▶ Exercise prompt
Count the lines below that contain the word "mountain", and reply with that number alone.

(Collection entries)

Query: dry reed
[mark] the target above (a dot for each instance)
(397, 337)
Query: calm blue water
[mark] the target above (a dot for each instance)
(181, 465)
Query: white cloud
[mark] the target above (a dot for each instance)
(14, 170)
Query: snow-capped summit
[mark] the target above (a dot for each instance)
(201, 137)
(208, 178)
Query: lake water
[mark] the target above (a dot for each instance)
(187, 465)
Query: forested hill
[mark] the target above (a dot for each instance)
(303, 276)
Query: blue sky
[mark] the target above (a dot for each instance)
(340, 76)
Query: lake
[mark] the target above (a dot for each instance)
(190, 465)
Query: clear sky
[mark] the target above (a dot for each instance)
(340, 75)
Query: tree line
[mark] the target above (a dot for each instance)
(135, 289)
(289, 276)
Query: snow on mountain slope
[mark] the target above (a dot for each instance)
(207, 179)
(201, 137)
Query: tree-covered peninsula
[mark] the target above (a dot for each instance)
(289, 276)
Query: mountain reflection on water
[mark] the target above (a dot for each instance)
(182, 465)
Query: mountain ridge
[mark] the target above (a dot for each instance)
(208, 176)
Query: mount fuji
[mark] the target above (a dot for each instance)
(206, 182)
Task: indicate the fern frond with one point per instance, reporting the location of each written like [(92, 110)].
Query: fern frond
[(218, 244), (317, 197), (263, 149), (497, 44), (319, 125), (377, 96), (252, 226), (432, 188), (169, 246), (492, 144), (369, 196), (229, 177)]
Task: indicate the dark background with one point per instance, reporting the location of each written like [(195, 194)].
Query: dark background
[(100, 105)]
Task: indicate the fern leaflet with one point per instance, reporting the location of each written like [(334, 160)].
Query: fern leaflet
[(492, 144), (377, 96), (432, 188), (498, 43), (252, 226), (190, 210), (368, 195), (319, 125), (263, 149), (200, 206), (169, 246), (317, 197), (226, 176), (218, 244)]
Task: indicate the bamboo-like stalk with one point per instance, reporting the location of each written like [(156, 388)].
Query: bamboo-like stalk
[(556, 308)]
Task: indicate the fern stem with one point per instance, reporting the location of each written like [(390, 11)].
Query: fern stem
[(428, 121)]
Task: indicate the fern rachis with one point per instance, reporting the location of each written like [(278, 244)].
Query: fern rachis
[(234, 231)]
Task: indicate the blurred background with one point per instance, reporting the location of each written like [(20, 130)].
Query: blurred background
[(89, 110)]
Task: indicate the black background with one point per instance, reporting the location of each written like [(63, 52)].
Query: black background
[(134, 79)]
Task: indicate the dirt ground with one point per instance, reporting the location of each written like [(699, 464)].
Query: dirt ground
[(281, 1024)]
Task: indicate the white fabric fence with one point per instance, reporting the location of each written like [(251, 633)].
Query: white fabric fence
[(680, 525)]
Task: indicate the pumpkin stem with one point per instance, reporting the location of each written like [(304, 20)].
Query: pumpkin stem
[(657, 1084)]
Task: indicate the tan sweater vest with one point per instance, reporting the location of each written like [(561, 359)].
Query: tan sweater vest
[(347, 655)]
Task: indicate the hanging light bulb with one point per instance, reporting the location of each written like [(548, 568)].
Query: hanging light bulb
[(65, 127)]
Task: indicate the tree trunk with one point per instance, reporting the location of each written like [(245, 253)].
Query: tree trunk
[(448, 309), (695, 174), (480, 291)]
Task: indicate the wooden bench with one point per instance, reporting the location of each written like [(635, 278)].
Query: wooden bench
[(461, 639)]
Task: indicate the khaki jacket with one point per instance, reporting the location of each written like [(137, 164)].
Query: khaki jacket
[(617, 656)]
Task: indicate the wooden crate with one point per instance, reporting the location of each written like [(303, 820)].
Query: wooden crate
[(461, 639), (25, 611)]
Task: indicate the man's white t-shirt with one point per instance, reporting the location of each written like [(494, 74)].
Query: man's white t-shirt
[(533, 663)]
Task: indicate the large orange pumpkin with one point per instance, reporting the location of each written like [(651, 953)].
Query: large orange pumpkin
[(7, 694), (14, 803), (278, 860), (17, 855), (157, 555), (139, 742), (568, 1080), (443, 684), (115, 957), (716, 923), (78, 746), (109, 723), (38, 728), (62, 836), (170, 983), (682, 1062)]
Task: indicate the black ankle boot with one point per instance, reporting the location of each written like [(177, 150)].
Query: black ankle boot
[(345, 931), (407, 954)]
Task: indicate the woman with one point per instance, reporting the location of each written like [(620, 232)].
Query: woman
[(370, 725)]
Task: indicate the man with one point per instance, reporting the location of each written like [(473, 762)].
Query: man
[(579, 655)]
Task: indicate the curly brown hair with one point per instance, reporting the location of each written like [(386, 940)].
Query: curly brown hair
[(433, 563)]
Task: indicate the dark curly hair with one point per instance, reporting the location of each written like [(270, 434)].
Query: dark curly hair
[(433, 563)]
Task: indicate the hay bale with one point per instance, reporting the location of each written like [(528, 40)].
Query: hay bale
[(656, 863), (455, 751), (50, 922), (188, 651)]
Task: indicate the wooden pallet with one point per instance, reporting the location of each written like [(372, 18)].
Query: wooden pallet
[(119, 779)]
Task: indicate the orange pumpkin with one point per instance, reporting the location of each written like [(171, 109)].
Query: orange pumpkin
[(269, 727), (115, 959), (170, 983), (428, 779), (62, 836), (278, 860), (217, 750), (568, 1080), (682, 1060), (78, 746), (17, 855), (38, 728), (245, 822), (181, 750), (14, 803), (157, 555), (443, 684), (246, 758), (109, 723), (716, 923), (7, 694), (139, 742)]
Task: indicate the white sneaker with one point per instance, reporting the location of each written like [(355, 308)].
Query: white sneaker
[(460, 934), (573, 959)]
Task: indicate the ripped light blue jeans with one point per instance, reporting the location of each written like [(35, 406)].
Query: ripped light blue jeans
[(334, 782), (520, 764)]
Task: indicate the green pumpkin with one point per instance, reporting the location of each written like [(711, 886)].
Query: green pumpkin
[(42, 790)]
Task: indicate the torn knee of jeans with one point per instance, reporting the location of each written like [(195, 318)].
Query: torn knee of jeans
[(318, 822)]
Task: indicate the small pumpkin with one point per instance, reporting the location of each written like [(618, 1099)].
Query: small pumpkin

▶ Response box
3